# Task 1
In the biography of Clyde A. Hutchison Jr. below, rewrite the paragraph beginning "Hutchison was a member of the National Academy of Sciences" as a bulleted list that keeps its main facts.

# Excerpt to read
┄┄┄┄┄┄

= Clyde A. Hutchison Jr. =

American chemist

Clyde Allen Hutchison Jr. (May 5, 1913 – August 29, 2005) was an American chemist notable for his research in magnetic resonance spectroscopy.

Hutchison was a member of the National Academy of Sciences and
a chairman and professor of the department of chemistry at the University of Chicago.
He was also a fellow of the American Academy of Arts and Sciences,
a fellow of the American Physical Society,
a member of the American Chemical Society,
Guggenheim fellow at Oxford University,
the George Eastman Professor at Oxford University,
and a member of the American Association for the Advancement of Science.
He was also a recipient of the Peter Debye Award in Physical Chemistry from the American Chemical Society. He served as editor of the Journal of Chemical Physics from 1953 to 1955 and again from 1958 to 1959.
Hutchison participated in the Manhattan Project.
The University of Chicago said that Hutchison "pioneered research in magnetic resonance spectroscopy".

== Chronology ==
- 1913: born May 5 in Alliance, Ohio.

┄┄┄┄┄┄

Items from a labeling collection:

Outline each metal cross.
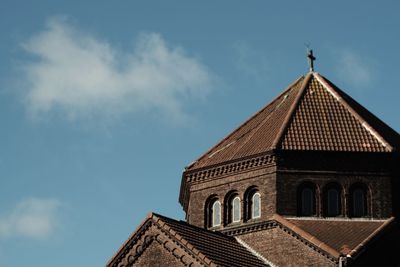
[307,49,317,72]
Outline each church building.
[107,53,400,267]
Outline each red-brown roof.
[106,213,269,267]
[280,218,394,257]
[188,72,400,170]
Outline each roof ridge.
[188,75,305,169]
[347,217,395,258]
[106,212,153,266]
[272,214,341,259]
[235,236,276,267]
[151,213,216,266]
[315,73,393,152]
[272,72,313,149]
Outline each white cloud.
[22,18,212,123]
[233,41,270,81]
[336,50,374,87]
[0,198,60,239]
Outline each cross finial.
[307,49,317,72]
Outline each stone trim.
[221,218,339,263]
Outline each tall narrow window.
[297,182,316,216]
[232,197,240,222]
[349,184,368,217]
[301,187,314,216]
[251,192,261,219]
[211,200,221,227]
[324,184,342,217]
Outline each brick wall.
[277,172,392,218]
[187,168,276,228]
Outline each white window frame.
[251,192,261,219]
[232,196,242,223]
[211,200,221,227]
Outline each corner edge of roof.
[315,73,394,152]
[272,72,315,150]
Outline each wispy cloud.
[233,41,270,81]
[335,49,375,87]
[0,198,61,239]
[18,18,213,123]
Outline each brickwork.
[277,172,392,219]
[238,227,337,266]
[187,168,276,229]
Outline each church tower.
[107,57,400,267]
[180,72,400,231]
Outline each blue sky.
[0,0,400,267]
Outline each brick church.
[107,54,400,267]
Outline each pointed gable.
[107,213,269,267]
[188,72,400,170]
[190,76,304,169]
[279,74,392,152]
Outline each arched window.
[251,192,261,219]
[204,195,222,228]
[243,186,261,220]
[349,184,368,217]
[324,183,342,217]
[232,196,241,222]
[224,191,242,224]
[211,200,221,227]
[297,182,316,216]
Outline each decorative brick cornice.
[179,152,276,211]
[184,154,275,183]
[221,220,278,236]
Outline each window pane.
[353,188,366,217]
[327,188,340,216]
[212,201,221,226]
[232,197,240,222]
[301,188,314,216]
[251,193,261,218]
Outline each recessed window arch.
[323,183,342,217]
[232,196,241,222]
[211,200,221,227]
[349,183,368,217]
[251,195,261,219]
[204,195,222,228]
[244,186,261,220]
[297,182,317,216]
[224,191,242,224]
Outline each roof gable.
[278,74,392,152]
[107,213,268,267]
[188,72,400,170]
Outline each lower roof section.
[106,213,400,267]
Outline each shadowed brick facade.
[107,72,400,267]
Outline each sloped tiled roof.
[154,215,268,267]
[278,217,394,257]
[107,213,269,267]
[188,72,400,170]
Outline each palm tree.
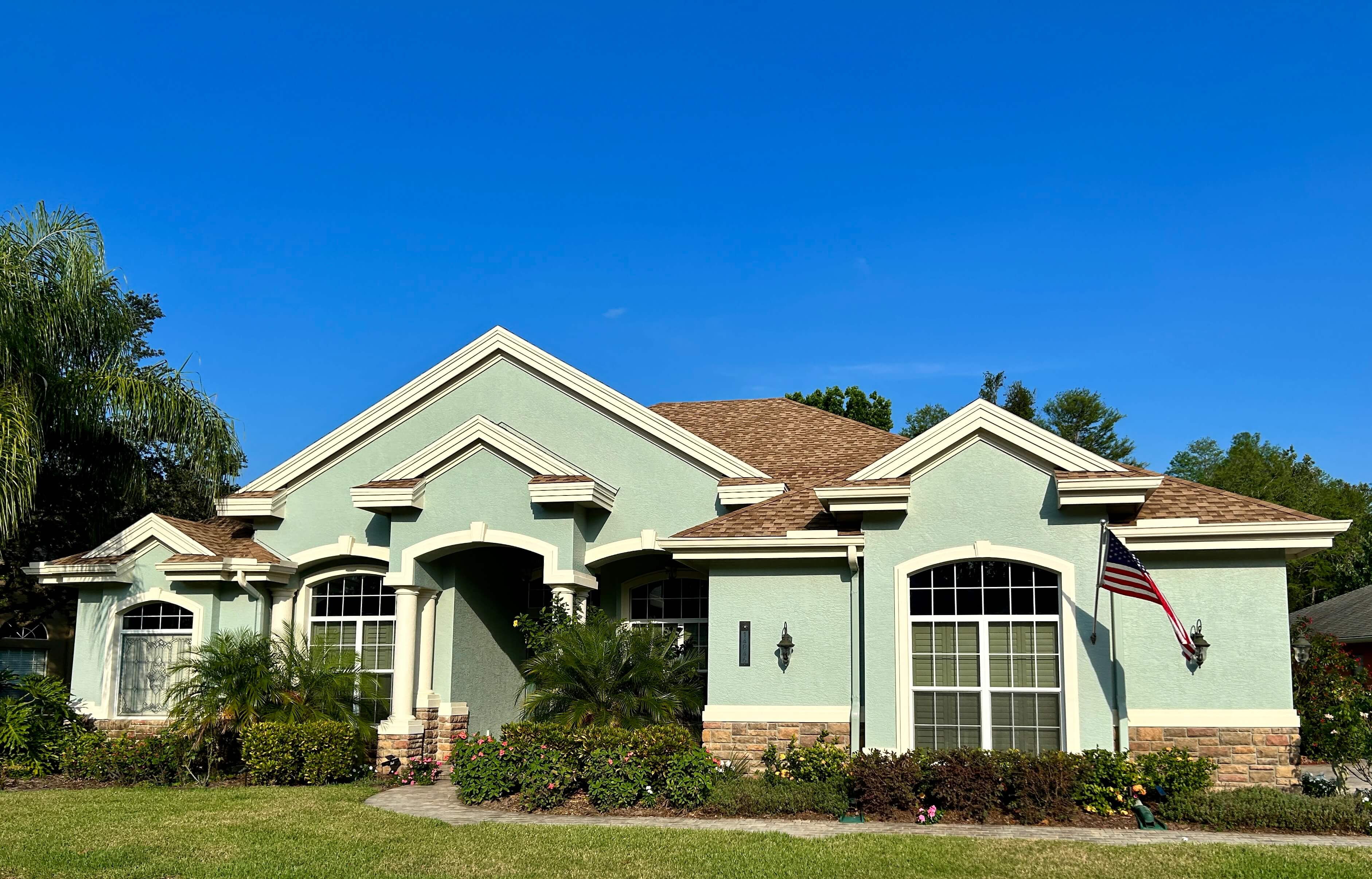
[520,614,705,728]
[167,627,373,762]
[0,202,241,537]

┄┄┄┄┄┄

# Task 2
From the listing above, give as a JSON list of strings the lines between the one holding "Outline each white cloud." and the one holding "[0,0,400,267]", inclusive. Use one string per line and leave out blank lines.

# Exercise output 1
- Member of the National Academy of Sciences
- Chairman and professor of the department of chemistry at the University of Chicago
- Fellow of the American Academy of Arts and Sciences and of the American Physical Society
- Member of the American Chemical Society and of the American Association for the Advancement of Science
- Guggenheim fellow and George Eastman Professor at Oxford University
- Recipient of the Peter Debye Award in Physical Chemistry from the American Chemical Society
- Editor of the Journal of Chemical Physics from 1953 to 1955 and again from 1958 to 1959
- Participant in the Manhattan Project
- Credited by the University of Chicago with having "pioneered research in magnetic resonance spectroscopy"

# Exercise output 2
[
  "Outline each white cloud.",
  "[22,18,212,123]",
  "[233,41,270,81]",
  "[336,50,374,87]",
  "[0,198,60,239]",
  "Outline each cross finial.",
  "[307,49,317,72]",
  "Outline each stone trim.",
  "[221,218,339,263]",
  "Outline each tall narrow window.",
  "[297,182,316,216]",
  "[232,197,240,222]",
  "[349,184,368,217]",
  "[301,187,314,216]",
  "[251,192,261,219]",
  "[211,200,221,227]",
  "[324,184,342,217]",
  "Outline each brick wall.",
  "[277,172,392,218]",
  "[187,168,276,228]",
  "Outline each white window frame.",
  "[251,192,261,219]",
  "[232,196,242,223]",
  "[211,200,221,227]",
  "Outline each corner edge of roof.",
  "[315,73,394,152]",
  "[272,72,315,150]",
  "Outline each wispy cloud.",
  "[233,41,270,81]",
  "[335,49,375,87]",
  "[0,198,61,239]",
  "[18,18,213,123]",
  "Outline each brickwork.",
  "[277,172,392,219]",
  "[238,227,337,266]",
  "[187,168,276,229]",
  "Outline each church tower.",
  "[107,57,400,267]",
  "[180,72,400,231]",
  "Outline each blue sky.",
  "[0,0,400,267]"
]